But that cycle will end, probably with a nasty bump—these things almost always do—and when that happens there will be a bunch of builders looking to fill the capacity they ramped up in the go-go years.

And what better answer than a turnkey project with low start-up costs, since tooling could be at least partially financed out of initial deposits.

That said, we need to realize that the moulds, other tooling, and engineering added together will, Maxime advises me, cost not far off a million dollars. (By the way, that’s almost exactly what I estimated eleven years ago, so half what I thought, when adjusted for inflation.)

At this point the nay-sayers will be crowing, “that’s never going to happen, you’re dreaming”. The same as they did when I initially talked about my ideas for the four successful businesses I have started, or when I first wrote about the A40.

The point being that starting a business that depends on a new idea is always met with derision and scorn. But, on the other hand, it’s businesses with a new idea that are generally successful, or, as I used to say in my entrepreneurial years, “If it’s easy, everyone is doing it so there’s no profit in it”.

Or to put it another way:

Don’t worry about people stealing your ideas. If your ideas are any good, you’ll have to ram them down people’s throats.

Howard Aiken

The difference between real entrepreneurs and the rest is the drive to overcome all the negativity and keep going, despite setbacks. I think Maxime is that sort of person.

And, after all, while a million dollars is a lot of money to most of us individually, it’s trivial in terms of new-business start-up costs.

Heck, if just 5% of the people who have signed up as interested in an Adventure 40 paid a 10% deposit, it would be covered with no out-of-pocket costs to the builder. Or if just 2% put up a deposit, I’m guessing it would be relatively easy for an established builder to finance the rest with debt.

Anyway, can I tell you exactly how we are going to get to success? Of course not. The idea that a business start-up can be planned ahead of time to that level of detail is the stuff of B-school bullshit, not the reality. In the real world, the road is full of bumps and wrong turns but real entrepreneurs keep on driving.

So let’s stay optimistic and keep plugging away while ignoring the nay-sayers.

Help Make This Happen

To that end, if you are willing to make a deposit on a boat, or some other investment in the project, before the price and schedule are fixed, please explain in a comment what terms you would want. If even a few people sign on to your idea, it could make Maxime’s task way easier.

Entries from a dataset

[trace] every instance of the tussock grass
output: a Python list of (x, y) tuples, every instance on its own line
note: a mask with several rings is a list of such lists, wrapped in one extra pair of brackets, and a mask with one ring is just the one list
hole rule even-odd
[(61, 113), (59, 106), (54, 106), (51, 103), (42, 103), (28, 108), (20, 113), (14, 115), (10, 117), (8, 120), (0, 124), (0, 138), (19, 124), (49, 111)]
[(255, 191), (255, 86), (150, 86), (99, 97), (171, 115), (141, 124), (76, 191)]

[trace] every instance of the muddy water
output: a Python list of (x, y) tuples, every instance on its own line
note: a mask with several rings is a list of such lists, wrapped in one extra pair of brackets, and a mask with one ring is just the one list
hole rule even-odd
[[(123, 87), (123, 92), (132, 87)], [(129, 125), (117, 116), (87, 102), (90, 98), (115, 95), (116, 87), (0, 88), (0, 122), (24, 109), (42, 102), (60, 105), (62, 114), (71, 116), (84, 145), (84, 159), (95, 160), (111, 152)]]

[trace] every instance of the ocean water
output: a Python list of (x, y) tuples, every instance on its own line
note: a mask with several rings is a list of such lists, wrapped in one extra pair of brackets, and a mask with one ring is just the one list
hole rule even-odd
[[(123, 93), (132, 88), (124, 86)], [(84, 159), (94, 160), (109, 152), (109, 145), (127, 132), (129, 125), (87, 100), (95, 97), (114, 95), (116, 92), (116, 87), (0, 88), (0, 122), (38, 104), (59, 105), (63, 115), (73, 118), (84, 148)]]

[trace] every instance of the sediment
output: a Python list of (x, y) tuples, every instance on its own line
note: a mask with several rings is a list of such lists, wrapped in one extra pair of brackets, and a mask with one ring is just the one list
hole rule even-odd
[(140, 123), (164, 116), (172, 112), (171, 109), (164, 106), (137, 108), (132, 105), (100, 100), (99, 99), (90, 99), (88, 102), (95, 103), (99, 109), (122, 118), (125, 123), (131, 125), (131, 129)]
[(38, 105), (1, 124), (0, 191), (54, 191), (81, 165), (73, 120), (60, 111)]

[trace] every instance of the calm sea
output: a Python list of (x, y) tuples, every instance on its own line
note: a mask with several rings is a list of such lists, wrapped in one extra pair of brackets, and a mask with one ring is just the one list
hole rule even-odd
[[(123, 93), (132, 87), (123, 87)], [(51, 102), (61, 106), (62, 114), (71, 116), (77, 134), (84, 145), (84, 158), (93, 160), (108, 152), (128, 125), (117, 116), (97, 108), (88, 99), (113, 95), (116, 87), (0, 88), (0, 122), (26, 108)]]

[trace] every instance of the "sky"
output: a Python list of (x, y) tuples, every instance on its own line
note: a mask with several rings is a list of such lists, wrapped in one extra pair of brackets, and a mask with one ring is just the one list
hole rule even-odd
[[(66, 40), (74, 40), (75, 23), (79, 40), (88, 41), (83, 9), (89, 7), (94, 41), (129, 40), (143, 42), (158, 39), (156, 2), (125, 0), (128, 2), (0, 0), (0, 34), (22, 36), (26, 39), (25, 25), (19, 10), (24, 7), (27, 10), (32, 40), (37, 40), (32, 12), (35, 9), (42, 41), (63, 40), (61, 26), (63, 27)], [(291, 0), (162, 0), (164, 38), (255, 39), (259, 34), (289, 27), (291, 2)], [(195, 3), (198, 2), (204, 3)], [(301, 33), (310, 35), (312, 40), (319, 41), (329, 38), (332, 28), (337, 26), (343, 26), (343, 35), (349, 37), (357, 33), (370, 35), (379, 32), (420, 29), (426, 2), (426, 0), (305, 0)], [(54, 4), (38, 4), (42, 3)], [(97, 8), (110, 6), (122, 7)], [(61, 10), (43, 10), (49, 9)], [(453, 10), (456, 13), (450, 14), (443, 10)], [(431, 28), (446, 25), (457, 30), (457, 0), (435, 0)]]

— What you are asked to do —
Edit the part of the Adventure 40 piece starting with "The difference between" and going on through "sort of person." by putting "pessimism" in place of "negativity", and write out that whole part. The entries aren't needed here.

— Result for this task —
The difference between real entrepreneurs and the rest is the drive to overcome all the pessimism and keep going, despite setbacks. I think Maxime is that sort of person.